Start of Text under study

Contraction of DI in secondary sectors eased amid improved FDI
The pace of contraction of DI in secondary sectors eased in 1Q18 (-12% yoy to US$4.7bn vs. -23% yoy to US$4.6bn in 4Q17), led by stronger FDI in machinery & electronics (FDI +73% yoy / DDI -20% yoy), wood (FDI +22% / DDI +48%), and chemical & pharmaceutical (FDI +9% yoy / DDI -15% yoy). DDI rose strongly in the motor vehicle & other transport equipment (FDI -56% / DDI +87%), and non-metallic mineral sectors (FDI -49% yoy / DDI +117% yoy). Singapore remained the largest source of FDI in 1Q18 (33% of FDI), followed by Japan (17%), South Korea (12%) China (8%) and Hong Kong (6%), which together contributed three-quarters of FDI.

End of Text under study

• _Required work_
1. Quote the investment passage word for word, starting with "Contraction of DI in secondary sectors eased amid" and going on through "three-quarters of FDI.".
2. Continue the investment passage from the point where it ends.
The material after this passage is separate from it.

Start of Dataset extract

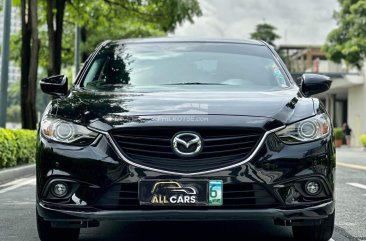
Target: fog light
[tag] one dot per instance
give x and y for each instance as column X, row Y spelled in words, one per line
column 312, row 187
column 59, row 189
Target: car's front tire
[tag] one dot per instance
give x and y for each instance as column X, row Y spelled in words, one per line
column 321, row 232
column 47, row 233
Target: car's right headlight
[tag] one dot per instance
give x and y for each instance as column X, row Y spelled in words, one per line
column 310, row 129
column 66, row 132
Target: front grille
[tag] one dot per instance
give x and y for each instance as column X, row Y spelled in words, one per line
column 235, row 196
column 151, row 147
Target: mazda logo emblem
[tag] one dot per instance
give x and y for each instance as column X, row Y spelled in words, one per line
column 187, row 144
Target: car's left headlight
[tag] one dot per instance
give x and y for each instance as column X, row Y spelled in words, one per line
column 66, row 132
column 310, row 129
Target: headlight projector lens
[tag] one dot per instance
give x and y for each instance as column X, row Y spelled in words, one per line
column 59, row 189
column 312, row 187
column 64, row 131
column 308, row 129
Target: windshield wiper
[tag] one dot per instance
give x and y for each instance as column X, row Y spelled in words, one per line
column 195, row 83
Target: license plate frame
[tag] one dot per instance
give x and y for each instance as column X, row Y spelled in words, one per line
column 180, row 192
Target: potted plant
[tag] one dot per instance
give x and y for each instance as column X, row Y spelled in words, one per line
column 338, row 136
column 363, row 141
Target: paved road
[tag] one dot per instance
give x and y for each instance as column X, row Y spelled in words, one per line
column 17, row 215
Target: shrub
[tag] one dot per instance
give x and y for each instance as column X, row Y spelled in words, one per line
column 363, row 140
column 17, row 147
column 338, row 133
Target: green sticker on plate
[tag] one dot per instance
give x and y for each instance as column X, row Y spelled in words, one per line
column 215, row 193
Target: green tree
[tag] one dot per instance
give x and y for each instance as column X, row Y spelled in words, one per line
column 113, row 17
column 47, row 35
column 265, row 32
column 348, row 41
column 29, row 62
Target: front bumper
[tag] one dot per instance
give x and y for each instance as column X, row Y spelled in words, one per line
column 280, row 216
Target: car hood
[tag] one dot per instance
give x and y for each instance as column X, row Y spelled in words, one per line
column 114, row 108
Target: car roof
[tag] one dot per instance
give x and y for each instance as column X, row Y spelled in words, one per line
column 187, row 40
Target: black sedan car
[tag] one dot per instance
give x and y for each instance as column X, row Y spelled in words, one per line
column 171, row 129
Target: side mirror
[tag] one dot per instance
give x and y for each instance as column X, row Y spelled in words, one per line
column 54, row 85
column 312, row 84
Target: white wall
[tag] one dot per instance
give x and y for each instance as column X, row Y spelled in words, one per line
column 357, row 111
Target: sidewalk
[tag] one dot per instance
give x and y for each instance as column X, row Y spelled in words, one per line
column 9, row 174
column 352, row 156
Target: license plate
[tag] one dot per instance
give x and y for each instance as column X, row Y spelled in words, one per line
column 180, row 193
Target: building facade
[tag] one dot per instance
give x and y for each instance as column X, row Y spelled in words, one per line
column 346, row 99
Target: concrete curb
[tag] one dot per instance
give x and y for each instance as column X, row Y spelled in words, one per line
column 10, row 174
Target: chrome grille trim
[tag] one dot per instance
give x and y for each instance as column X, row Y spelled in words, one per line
column 124, row 158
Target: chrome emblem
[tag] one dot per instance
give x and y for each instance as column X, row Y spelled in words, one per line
column 187, row 144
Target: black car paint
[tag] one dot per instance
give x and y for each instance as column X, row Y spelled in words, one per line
column 98, row 166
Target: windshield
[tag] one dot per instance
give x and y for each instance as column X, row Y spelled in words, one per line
column 246, row 67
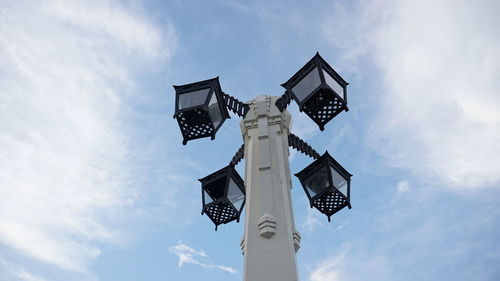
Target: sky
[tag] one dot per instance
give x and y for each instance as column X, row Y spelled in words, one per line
column 96, row 185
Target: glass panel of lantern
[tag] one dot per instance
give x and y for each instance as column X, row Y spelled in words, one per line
column 327, row 185
column 200, row 109
column 223, row 195
column 319, row 91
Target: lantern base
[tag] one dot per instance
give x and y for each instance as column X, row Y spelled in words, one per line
column 221, row 213
column 330, row 202
column 195, row 124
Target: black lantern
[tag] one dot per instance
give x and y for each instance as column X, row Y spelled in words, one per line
column 223, row 195
column 327, row 185
column 319, row 91
column 200, row 109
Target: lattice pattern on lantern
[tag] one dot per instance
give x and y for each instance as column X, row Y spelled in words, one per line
column 323, row 107
column 194, row 124
column 221, row 212
column 330, row 203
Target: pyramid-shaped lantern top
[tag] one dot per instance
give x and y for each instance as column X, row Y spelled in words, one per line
column 200, row 109
column 319, row 91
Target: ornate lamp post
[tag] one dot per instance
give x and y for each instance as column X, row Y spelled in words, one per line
column 270, row 238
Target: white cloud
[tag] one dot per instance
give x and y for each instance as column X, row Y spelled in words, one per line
column 188, row 255
column 439, row 87
column 66, row 69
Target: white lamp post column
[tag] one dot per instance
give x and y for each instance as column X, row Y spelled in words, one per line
column 270, row 240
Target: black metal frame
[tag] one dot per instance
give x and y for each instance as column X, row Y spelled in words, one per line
column 314, row 201
column 218, row 210
column 319, row 105
column 197, row 126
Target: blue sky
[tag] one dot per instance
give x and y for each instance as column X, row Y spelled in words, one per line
column 96, row 185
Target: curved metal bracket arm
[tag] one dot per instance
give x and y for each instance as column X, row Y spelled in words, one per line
column 302, row 146
column 283, row 101
column 236, row 106
column 238, row 156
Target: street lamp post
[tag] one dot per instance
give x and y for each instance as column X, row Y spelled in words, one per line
column 270, row 239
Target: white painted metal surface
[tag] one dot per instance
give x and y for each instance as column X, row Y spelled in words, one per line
column 270, row 240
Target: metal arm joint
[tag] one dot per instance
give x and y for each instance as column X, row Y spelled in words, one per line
column 302, row 146
column 236, row 106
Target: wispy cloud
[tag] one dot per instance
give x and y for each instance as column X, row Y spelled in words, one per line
column 416, row 237
column 188, row 255
column 66, row 70
column 438, row 84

End of Dataset extract

• _Answers for each item_
1.
Contraction of DI in secondary sectors eased amid improved FDI
The pace of contraction of DI in secondary sectors eased in 1Q18 (-12% yoy to US$4.7bn vs. -23% yoy to US$4.6bn in 4Q17), led by stronger FDI in machinery & electronics (FDI +73% yoy / DDI -20% yoy), wood (FDI +22% / DDI +48%), and chemical & pharmaceutical (FDI +9% yoy / DDI -15% yoy). DDI rose strongly in the motor vehicle & other transport equipment (FDI -56% / DDI +87%), and non-metallic mineral sectors (FDI -49% yoy / DDI +117% yoy). Singapore remained the largest source of FDI in 1Q18 (33% of FDI), followed by Japan (17%), South Korea (12%) China (8%) and Hong Kong (6%), which together contributed three-quarters of FDI.

2.
More regulations to improve investment climate
The government’s push for a better investment climate has seen DI growing at a doubledigit pace in each of the past five quarters, with the share of new projects rising to 80- 83% in 2017-1Q18 from 63-70% in 2013-2014. The drive to spur more investment continued with recently issued regulations to simplify the tax holiday requirement and application process for investments worth at least Rp500bn (MOF Regulation No.35 of Year 2018), as well as a simpler application process for skilled foreign workers (Presidential Regulation No.20 of Year 2018).

Inflation rate to remain under control
BI did not highlight inflation pressure as a domestic risk. Policy adjustments, like the coal price cap at US$70 per metric tonne and the imposition of an approval process to raise non-subsidised fuel prices, have reduced upward price pressures and hence inflation expectations remain stable.

GDP growth of 5.2% yoy projected for 1Q18
Taking into account the latest DI readings, we expect 1Q18 GDP to grow 5.2% yoy, and reiterate our GDP growth forecast of 5.3% for 2018. The GDP reading for 1Q18 will be released on 7 May 2018.